◆ **SHORT PROBLEM**
Return, unchanged, the rows from the one containing "task: outline the apartment building" through the one containing "M443 296L443 1L168 16L238 296Z", including both of those rows.

______

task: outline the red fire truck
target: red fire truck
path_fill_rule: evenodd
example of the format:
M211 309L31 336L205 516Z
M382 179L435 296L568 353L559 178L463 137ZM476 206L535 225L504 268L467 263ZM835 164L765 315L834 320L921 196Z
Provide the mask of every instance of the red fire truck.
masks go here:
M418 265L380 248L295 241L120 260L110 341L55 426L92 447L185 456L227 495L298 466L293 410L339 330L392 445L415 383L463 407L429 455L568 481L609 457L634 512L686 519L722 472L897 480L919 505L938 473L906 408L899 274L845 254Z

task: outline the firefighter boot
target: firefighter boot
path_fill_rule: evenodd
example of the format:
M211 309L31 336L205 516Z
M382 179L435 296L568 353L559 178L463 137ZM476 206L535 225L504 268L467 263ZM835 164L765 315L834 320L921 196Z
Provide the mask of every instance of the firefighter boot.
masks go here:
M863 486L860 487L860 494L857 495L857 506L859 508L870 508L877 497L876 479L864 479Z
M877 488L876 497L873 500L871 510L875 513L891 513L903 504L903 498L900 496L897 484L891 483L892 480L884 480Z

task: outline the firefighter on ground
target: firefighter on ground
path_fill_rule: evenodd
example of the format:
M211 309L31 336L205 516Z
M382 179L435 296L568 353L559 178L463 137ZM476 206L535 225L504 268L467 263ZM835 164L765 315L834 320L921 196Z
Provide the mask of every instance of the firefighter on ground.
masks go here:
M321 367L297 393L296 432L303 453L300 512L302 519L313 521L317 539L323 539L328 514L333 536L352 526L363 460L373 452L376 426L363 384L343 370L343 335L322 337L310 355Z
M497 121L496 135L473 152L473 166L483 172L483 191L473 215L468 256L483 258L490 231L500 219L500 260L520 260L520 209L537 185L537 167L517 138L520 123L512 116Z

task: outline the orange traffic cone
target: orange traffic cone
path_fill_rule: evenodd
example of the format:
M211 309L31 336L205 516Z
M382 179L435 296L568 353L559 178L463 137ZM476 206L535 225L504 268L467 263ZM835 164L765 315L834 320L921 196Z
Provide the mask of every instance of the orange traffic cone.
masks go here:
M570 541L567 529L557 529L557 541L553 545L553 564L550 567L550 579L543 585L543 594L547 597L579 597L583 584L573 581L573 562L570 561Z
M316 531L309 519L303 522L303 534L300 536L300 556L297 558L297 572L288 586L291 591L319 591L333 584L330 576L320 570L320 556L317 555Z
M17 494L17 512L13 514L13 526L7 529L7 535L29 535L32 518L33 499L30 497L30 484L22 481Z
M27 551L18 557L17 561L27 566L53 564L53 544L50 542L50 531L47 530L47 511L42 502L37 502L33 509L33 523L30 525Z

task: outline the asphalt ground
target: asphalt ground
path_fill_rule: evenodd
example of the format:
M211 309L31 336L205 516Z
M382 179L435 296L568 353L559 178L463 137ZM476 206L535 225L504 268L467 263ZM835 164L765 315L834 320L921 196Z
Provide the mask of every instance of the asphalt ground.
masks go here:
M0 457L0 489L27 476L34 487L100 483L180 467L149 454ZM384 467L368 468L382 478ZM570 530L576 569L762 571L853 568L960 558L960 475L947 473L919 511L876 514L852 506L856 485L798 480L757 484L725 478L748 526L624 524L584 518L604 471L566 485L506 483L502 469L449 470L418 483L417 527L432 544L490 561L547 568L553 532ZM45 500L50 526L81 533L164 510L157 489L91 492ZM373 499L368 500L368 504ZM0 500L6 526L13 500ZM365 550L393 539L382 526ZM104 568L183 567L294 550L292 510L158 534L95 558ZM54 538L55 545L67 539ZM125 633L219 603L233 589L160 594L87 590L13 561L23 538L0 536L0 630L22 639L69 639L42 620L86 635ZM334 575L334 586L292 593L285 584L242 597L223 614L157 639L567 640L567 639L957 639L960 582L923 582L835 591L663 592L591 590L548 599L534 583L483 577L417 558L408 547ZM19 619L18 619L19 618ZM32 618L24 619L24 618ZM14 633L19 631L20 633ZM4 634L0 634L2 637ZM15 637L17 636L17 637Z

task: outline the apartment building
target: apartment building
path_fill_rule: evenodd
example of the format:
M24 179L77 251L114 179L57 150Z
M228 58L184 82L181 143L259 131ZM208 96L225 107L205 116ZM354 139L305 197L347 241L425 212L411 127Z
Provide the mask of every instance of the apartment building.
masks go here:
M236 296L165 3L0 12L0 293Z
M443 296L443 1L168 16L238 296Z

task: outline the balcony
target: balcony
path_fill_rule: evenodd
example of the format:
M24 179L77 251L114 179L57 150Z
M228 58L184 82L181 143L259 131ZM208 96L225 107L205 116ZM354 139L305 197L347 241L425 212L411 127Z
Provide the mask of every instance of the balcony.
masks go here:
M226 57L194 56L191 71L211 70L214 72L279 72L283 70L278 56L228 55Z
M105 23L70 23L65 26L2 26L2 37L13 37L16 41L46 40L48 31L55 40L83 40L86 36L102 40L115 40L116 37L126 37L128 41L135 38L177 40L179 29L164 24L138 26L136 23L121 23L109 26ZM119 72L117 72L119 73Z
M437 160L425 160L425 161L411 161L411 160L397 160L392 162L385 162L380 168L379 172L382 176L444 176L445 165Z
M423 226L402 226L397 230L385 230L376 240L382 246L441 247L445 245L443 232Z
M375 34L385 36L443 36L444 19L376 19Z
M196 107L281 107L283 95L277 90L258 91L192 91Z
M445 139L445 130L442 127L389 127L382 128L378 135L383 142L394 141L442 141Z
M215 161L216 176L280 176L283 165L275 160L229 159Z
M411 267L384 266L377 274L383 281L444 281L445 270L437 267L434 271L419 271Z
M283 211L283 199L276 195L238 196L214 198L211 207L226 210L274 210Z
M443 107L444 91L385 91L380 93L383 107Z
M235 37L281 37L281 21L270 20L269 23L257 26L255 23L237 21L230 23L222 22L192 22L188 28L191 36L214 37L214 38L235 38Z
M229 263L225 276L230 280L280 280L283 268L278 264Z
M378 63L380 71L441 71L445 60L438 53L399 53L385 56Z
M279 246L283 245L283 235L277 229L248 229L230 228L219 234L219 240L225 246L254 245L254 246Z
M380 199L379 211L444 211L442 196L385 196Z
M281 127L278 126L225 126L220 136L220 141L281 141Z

______

◆ **TASK RESULT**
task: outline the apartment building
target: apartment building
path_fill_rule: evenodd
example of the format:
M24 179L77 251L114 179L57 150Z
M228 58L184 82L181 143L259 131ZM208 96L225 107L205 116ZM354 139L305 197L347 241L425 212L411 127Z
Provide the mask of every instance of the apartment building.
masks go here:
M236 296L165 3L0 12L0 293Z
M443 296L443 1L168 16L238 296Z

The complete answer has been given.